**Text extract**
--- Start ---
According to estimates based on International Labour Organization’s (ILO) Trends Projections Model, in 2030, the female labour force participation rate is projected to reach just 28.3%, up from 26.9% in 2016. The under-representation of women in India’s labour force has been a chronic problem. A recent book Transformation of Women at Work in Asia: An Unfinished Development Agenda, edited by Sukti Dasgupta and Sher Singh Verick, examines the drivers of and barriers to participation of women in the Asian labour market. Verick, who is the deputy director of the ILO Decent Work Team for South Asia and Country Office for India, says unless India addresses the inclusion of women in its growth story, the country will never meet its target.
Edited excerpts from an interview:
India has been growing, but to what extent have women gained from this transformation and to what extent have they been a part of it?
The recent National Sample Survey Office data told us India was growing at 8% per annum, and the labour force data showed falling women’s participation—and it fell most extensively in rural areas and particularly in agriculture.
Clearly, there has been a transition of women out of agriculture but at the same time, the growth hasn’t particularly helped women in the sense of them entering new jobs in other sectors. This decline (in formal workforce) is only a part of the story.
The real story is the low level of participation. The fundamental issue is that if India is to achieve a sustainable, inclusive growth path, then it is very important to look at women having more opportunities to join the workforce. It should not be compulsory, obviously. It is about giving the opportunity of choice. This is not a story to sit outside the scope of economic policy.
This is at the heart of economic policy. Unless you address the inclusion of women in India’s growth story, you will never be meeting your potential. Women have been directly and indirectly part of India’s success story but in many unwritten ways. They have been the unsung heroes. We are not talking about urban elite, but the bulk of the population, living in rural areas.
Is it right to automatically expect changes in female workforce participation if a country’s per capita GDP is increasing?
This question has been debated for decades globally. There has been this belief that there is a relationship between women’s workforce participation and economic development as captured by GDP per capita. There is a U-shaped hypothesis, according to which in the poorest countries, there is high women’s participation—because women have no choice but to work because of poverty.
As countries become more prosperous, women start withdrawing from sectors like agriculture. Then as new opportunities emerge in services, women start entering those sectors. People sometimes say women withdrawing from the drudgery of agriculture is just a part of the development process. That is correct. But if they withdraw and have no opportunities, it is also an issue of concern. Things will not settle by themselves as a natural process.
Clearly, one should be concerned about what is needed to provide those opportunities for women. As they are getting more educated, as they are having fewer children, the other things like skill development, job creation, safety, will need to be there in place as well. So, the U-shape is a stylized factor, not borne out by any deep analysis. You have a country like Bangladesh, a low-income country, but one which has made rapid gains when it comes to the participation of women. They have also made important gains in women’s education and empowerment. You have the garments sector with many opportunities for women to join. Agriculture also brought many options through the microcredit system.
If a country does not follow the classical path of development in terms of manufacturing sector playing a dominant role in the process of structural transformation, how does that impact women in the world of work?
This is more of a historical fact now, because most countries are not following that traditional transformation process. It is not only India where manufacturing has remained on a smaller scale. The real issue is where will these women leaving agriculture be absorbed?
--- End ---
**Brief 1**
According to the interview on women's labor force participation in India, which things, besides education and fewer children, will need to be in place to provide opportunities for women? List each one.
**Brief 2**
Extend the interview on women's labor force participation in India, picking up right after its final sentence.

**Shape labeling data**
--- Start ---
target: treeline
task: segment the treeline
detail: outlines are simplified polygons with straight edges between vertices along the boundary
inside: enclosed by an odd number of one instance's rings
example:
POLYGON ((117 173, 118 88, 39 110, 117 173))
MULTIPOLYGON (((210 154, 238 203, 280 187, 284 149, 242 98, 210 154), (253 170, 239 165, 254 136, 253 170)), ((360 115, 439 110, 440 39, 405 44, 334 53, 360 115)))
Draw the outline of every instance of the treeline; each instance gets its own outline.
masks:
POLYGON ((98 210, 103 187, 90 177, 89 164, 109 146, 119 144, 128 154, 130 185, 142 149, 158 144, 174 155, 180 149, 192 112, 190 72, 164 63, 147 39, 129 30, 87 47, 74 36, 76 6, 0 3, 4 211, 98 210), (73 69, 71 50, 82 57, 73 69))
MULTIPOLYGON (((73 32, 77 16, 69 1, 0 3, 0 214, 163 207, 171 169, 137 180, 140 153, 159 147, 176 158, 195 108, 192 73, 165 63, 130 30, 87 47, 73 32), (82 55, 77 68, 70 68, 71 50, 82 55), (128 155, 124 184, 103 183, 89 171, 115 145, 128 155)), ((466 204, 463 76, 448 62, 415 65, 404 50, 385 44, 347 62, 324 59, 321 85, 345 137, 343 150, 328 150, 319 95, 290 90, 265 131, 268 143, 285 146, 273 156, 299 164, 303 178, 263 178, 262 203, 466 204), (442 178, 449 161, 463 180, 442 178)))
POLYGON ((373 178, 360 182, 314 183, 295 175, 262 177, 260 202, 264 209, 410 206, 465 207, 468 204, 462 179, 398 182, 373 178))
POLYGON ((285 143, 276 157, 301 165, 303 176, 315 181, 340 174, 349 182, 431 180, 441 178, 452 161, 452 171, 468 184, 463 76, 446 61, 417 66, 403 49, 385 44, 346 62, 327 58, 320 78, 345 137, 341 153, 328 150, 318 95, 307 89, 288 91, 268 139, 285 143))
--- End ---
**Expected output 1**
Skill development, job creation, and safety.

**Expected output 2**
Government of India is pushing for manufacturing sector to take a bigger role. It is important because it won’t happen by itself. Again, India is a diverse country, and every state demands different things. Policy needs to not just promote one sector over the other uniformly (across states), but it has to come up with a more disaggregated plan— particularly at the state level—looking at what sectors are growing and which ones can absorb women. What are the missing skills?
Even in manufacturing, skills are required. Jobs have to be created. If jobs are not created, there is only so much you can do on the supply side. We need to look at where the investment is going, in which sectors, and whether that is benefiting women. Not everyone will be able to or should migrate to one place where growth is happening. That isn’t an optimal thing for the country. It is how you manage the process across the smaller towns that is important. The future, of course, will be the smaller towns and how they are able to grow and generate jobs, and where women figure in that scheme of things.
High growth should mean more jobs not just for men, but women as well. So where is the leak?
The fundamental issue is who accesses those jobs, and who has the chances to set up their own businesses (in case of entrepreneurs). If you look at the employment trends that people call jobless growth, it was driven by two countervailing trends—one, we have men entering the market at very healthy rates, and in urban areas.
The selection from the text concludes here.